DOCUMENT EXCERPT section start

Is it too much to ask for if I only want my boyfriend (baby's dad) and me to be the only ones in the room before my baby girl is born. I honestly don't want anyone there besides us until afterwards mainly because I don't want to hear my sister yell at my nephew and I don't want to hear the arguments when I am supposed to be somewhat relaxing and getting ready for active labor. I told my mom and she threw a fit about what I want. It's not a party so I don't understand why she can't wait just wait until after my daughter is born.
Do you all think I am mean? Oh and btw my family is nothing but drama that is why I really don't want ppl there until afterwards.
You're not, in any way, wrong. It's YOUR decision & your's only. Don't let anyone make you feel guilty for that.
I'm not even going to tell my family until after our daughter is born. But I am going to have my hubby and his mom there.
Nothing wrong with that. DH was the only one in the room with me for DD, and I was by myself (minus the medical staff, of course) with DS since he was deployed. I prefer labor to be a personal experience, not a party where everyone can see my lady bits. lol
oh, hell no. your nephew does not need to be there while you labor. none of them do. don't feel guilty, either. i'd beat their asses if they show up. it is not about them. these posts f**king piss me off (not you, OP, your drama family wanting to ignore your wishes).
Its just going to be me, DH and my doula.
Family is either going to waid out in the lobby or till after LO is born. I dont want to hear their comments or opinions and thats that. My birth my way. I'm not going to be uncomfortable to make them happy.
Quoting Brandi Milam:" I'm not even going to tell my family until after our daughter is born. But I am going to have my hubby and his mom there."
I am so tempted to do that. I do admit that since his family is only 5 miles away and they are the ones to take me in, if he is hunting or working, that they should be there and my family should come afterwards since they live like 127 miles from me. But when I told my mom, she said that it wasn't fair since that is her first granddaughter too. What is it with some mothers making a big deal out of something so small?
I don't understand why families get so bent out of shape about being in the room my hubby and I have said it will be him and I no one gave us a hard tim. People have hinted about wanting to be in there but we have lost two babies this is important to us people need to get over themselves sheesh. Tell them this is what's happening if they don't like it to bad tell the nurses to its not a family get together if they can't accept it don't tell them till baby is born
Quoting Taynia Craig:" I am so tempted to do that. I do admit that since his family is only 5 miles away and they are the ones ... [snip!] ... fair since that is her first granddaughter too. What is it with some mothers making a big deal out of something so small?"

DOCUMENT EXCERPT section end

■ **DESCRIPTION OF THE TASK**: Translate this sentence from the delivery room discussion into Spanish: "I prefer labor to be a personal experience, not a party where everyone can see my lady bits."

PROVIDED DATA section start

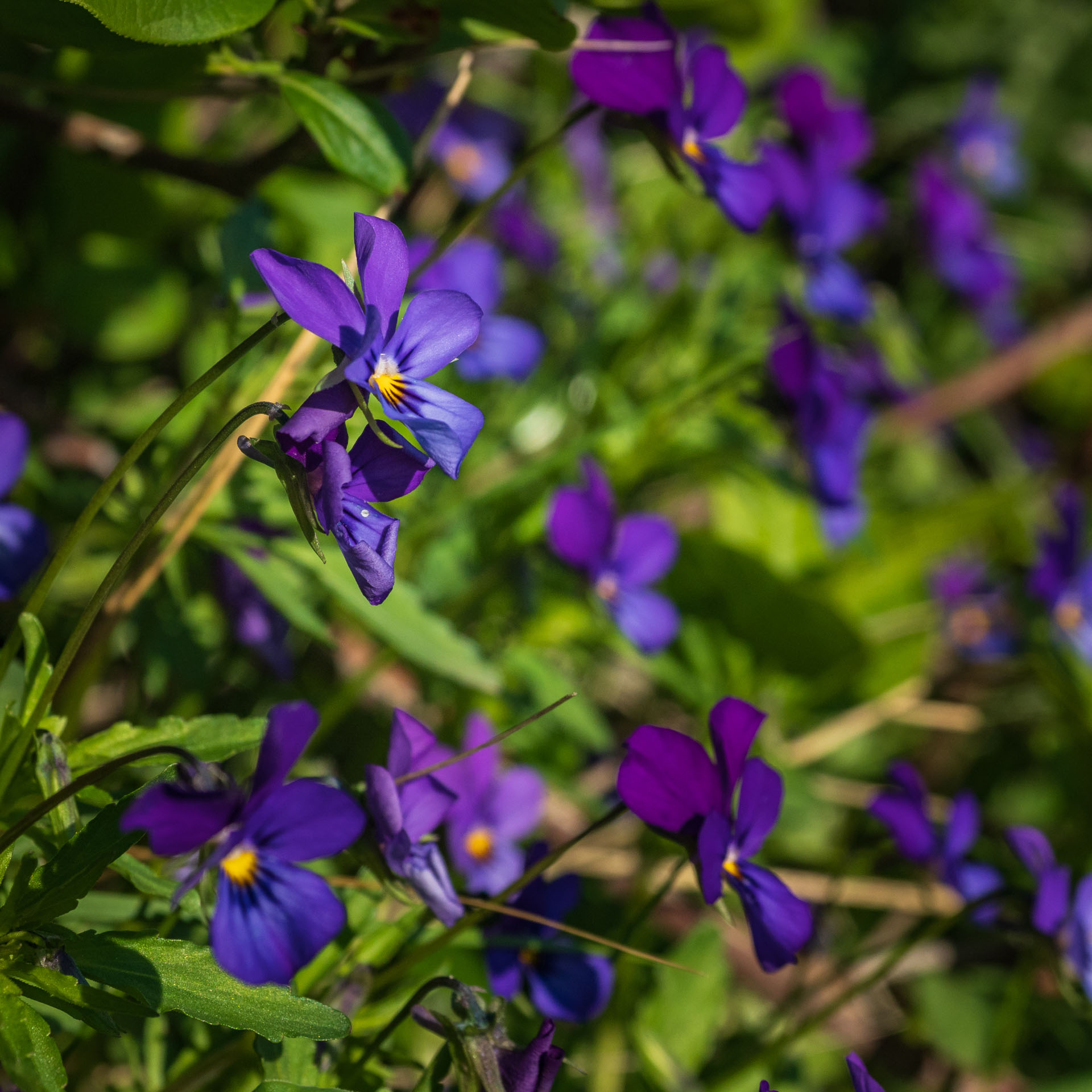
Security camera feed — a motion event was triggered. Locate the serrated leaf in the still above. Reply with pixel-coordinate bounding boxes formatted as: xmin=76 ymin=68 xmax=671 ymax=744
xmin=64 ymin=933 xmax=349 ymax=1043
xmin=282 ymin=539 xmax=500 ymax=693
xmin=0 ymin=975 xmax=68 ymax=1092
xmin=68 ymin=713 xmax=266 ymax=770
xmin=56 ymin=0 xmax=274 ymax=46
xmin=278 ymin=71 xmax=407 ymax=195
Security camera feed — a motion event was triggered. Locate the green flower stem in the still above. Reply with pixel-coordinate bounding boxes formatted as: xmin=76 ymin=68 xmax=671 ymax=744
xmin=0 ymin=402 xmax=284 ymax=800
xmin=0 ymin=311 xmax=288 ymax=678
xmin=0 ymin=744 xmax=198 ymax=854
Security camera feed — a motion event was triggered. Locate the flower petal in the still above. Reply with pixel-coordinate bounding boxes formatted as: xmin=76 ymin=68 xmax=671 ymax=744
xmin=351 ymin=212 xmax=410 ymax=341
xmin=618 ymin=724 xmax=721 ymax=834
xmin=243 ymin=779 xmax=363 ymax=862
xmin=729 ymin=862 xmax=812 ymax=972
xmin=709 ymin=698 xmax=766 ymax=808
xmin=250 ymin=250 xmax=379 ymax=358
xmin=209 ymin=856 xmax=345 ymax=986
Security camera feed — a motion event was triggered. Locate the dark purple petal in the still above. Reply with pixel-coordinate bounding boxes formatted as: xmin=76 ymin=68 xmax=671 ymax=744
xmin=845 ymin=1054 xmax=883 ymax=1092
xmin=729 ymin=862 xmax=812 ymax=972
xmin=569 ymin=9 xmax=682 ymax=114
xmin=0 ymin=413 xmax=31 ymax=497
xmin=609 ymin=584 xmax=681 ymax=656
xmin=0 ymin=504 xmax=49 ymax=602
xmin=618 ymin=724 xmax=721 ymax=834
xmin=243 ymin=779 xmax=363 ymax=862
xmin=250 ymin=250 xmax=379 ymax=358
xmin=526 ymin=951 xmax=614 ymax=1023
xmin=697 ymin=812 xmax=731 ymax=907
xmin=733 ymin=758 xmax=784 ymax=858
xmin=709 ymin=698 xmax=766 ymax=808
xmin=119 ymin=781 xmax=242 ymax=857
xmin=456 ymin=315 xmax=546 ymax=383
xmin=209 ymin=856 xmax=345 ymax=986
xmin=609 ymin=513 xmax=679 ymax=584
xmin=351 ymin=212 xmax=410 ymax=341
xmin=247 ymin=701 xmax=319 ymax=812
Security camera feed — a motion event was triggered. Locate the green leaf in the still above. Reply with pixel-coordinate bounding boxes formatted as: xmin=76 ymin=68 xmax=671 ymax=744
xmin=56 ymin=0 xmax=274 ymax=46
xmin=64 ymin=933 xmax=349 ymax=1043
xmin=440 ymin=0 xmax=577 ymax=49
xmin=278 ymin=71 xmax=408 ymax=195
xmin=68 ymin=713 xmax=266 ymax=770
xmin=282 ymin=539 xmax=502 ymax=701
xmin=0 ymin=975 xmax=68 ymax=1092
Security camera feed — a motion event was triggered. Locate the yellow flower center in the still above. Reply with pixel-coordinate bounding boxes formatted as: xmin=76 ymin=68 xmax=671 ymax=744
xmin=444 ymin=144 xmax=484 ymax=183
xmin=220 ymin=845 xmax=258 ymax=887
xmin=463 ymin=826 xmax=493 ymax=861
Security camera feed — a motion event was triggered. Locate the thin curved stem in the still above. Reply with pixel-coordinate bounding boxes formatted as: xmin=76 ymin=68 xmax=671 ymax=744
xmin=0 ymin=311 xmax=288 ymax=678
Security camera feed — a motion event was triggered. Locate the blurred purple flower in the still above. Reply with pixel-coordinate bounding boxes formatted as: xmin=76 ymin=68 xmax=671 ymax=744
xmin=546 ymin=457 xmax=679 ymax=654
xmin=365 ymin=709 xmax=463 ymax=925
xmin=251 ymin=213 xmax=485 ymax=477
xmin=121 ymin=701 xmax=363 ymax=985
xmin=762 ymin=69 xmax=884 ymax=322
xmin=410 ymin=236 xmax=546 ymax=382
xmin=868 ymin=762 xmax=1003 ymax=925
xmin=949 ymin=76 xmax=1024 ymax=197
xmin=618 ymin=698 xmax=812 ymax=971
xmin=933 ymin=558 xmax=1016 ymax=662
xmin=485 ymin=843 xmax=614 ymax=1023
xmin=914 ymin=158 xmax=1020 ymax=344
xmin=0 ymin=413 xmax=49 ymax=602
xmin=570 ymin=3 xmax=774 ymax=231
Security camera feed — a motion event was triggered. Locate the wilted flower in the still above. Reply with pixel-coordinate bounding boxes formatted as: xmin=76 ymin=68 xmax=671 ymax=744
xmin=251 ymin=213 xmax=485 ymax=477
xmin=121 ymin=701 xmax=363 ymax=985
xmin=547 ymin=457 xmax=679 ymax=653
xmin=485 ymin=843 xmax=614 ymax=1022
xmin=571 ymin=3 xmax=774 ymax=231
xmin=618 ymin=698 xmax=812 ymax=971
xmin=868 ymin=762 xmax=1003 ymax=924
xmin=0 ymin=413 xmax=49 ymax=601
xmin=410 ymin=237 xmax=546 ymax=382
xmin=762 ymin=69 xmax=883 ymax=322
xmin=365 ymin=709 xmax=463 ymax=925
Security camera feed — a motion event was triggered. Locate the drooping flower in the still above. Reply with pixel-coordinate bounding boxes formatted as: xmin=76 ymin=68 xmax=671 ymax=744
xmin=915 ymin=158 xmax=1020 ymax=344
xmin=0 ymin=413 xmax=49 ymax=602
xmin=868 ymin=762 xmax=1003 ymax=925
xmin=949 ymin=76 xmax=1024 ymax=197
xmin=932 ymin=557 xmax=1016 ymax=662
xmin=121 ymin=701 xmax=363 ymax=985
xmin=410 ymin=237 xmax=546 ymax=382
xmin=547 ymin=457 xmax=679 ymax=654
xmin=251 ymin=213 xmax=484 ymax=477
xmin=570 ymin=3 xmax=774 ymax=231
xmin=485 ymin=843 xmax=614 ymax=1023
xmin=365 ymin=709 xmax=463 ymax=925
xmin=433 ymin=713 xmax=546 ymax=895
xmin=762 ymin=69 xmax=883 ymax=322
xmin=618 ymin=698 xmax=812 ymax=971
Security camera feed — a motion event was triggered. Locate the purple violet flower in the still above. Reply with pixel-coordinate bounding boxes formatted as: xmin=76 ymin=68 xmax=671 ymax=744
xmin=365 ymin=709 xmax=463 ymax=926
xmin=762 ymin=69 xmax=884 ymax=323
xmin=121 ymin=701 xmax=363 ymax=985
xmin=251 ymin=213 xmax=485 ymax=477
xmin=570 ymin=3 xmax=774 ymax=231
xmin=949 ymin=76 xmax=1024 ymax=197
xmin=410 ymin=237 xmax=546 ymax=382
xmin=618 ymin=698 xmax=812 ymax=971
xmin=432 ymin=713 xmax=546 ymax=895
xmin=932 ymin=557 xmax=1016 ymax=663
xmin=485 ymin=842 xmax=614 ymax=1023
xmin=0 ymin=413 xmax=49 ymax=602
xmin=868 ymin=762 xmax=1003 ymax=925
xmin=546 ymin=457 xmax=679 ymax=655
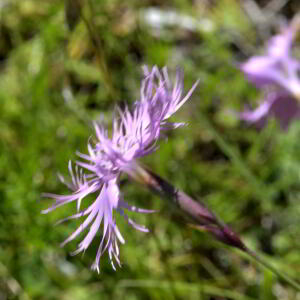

PROVIDED DATA section end

■ **PROBLEM SOLUTION**: Prefiero que el parto sea una experiencia personal, no una fiesta donde todos puedan ver mis partes íntimas.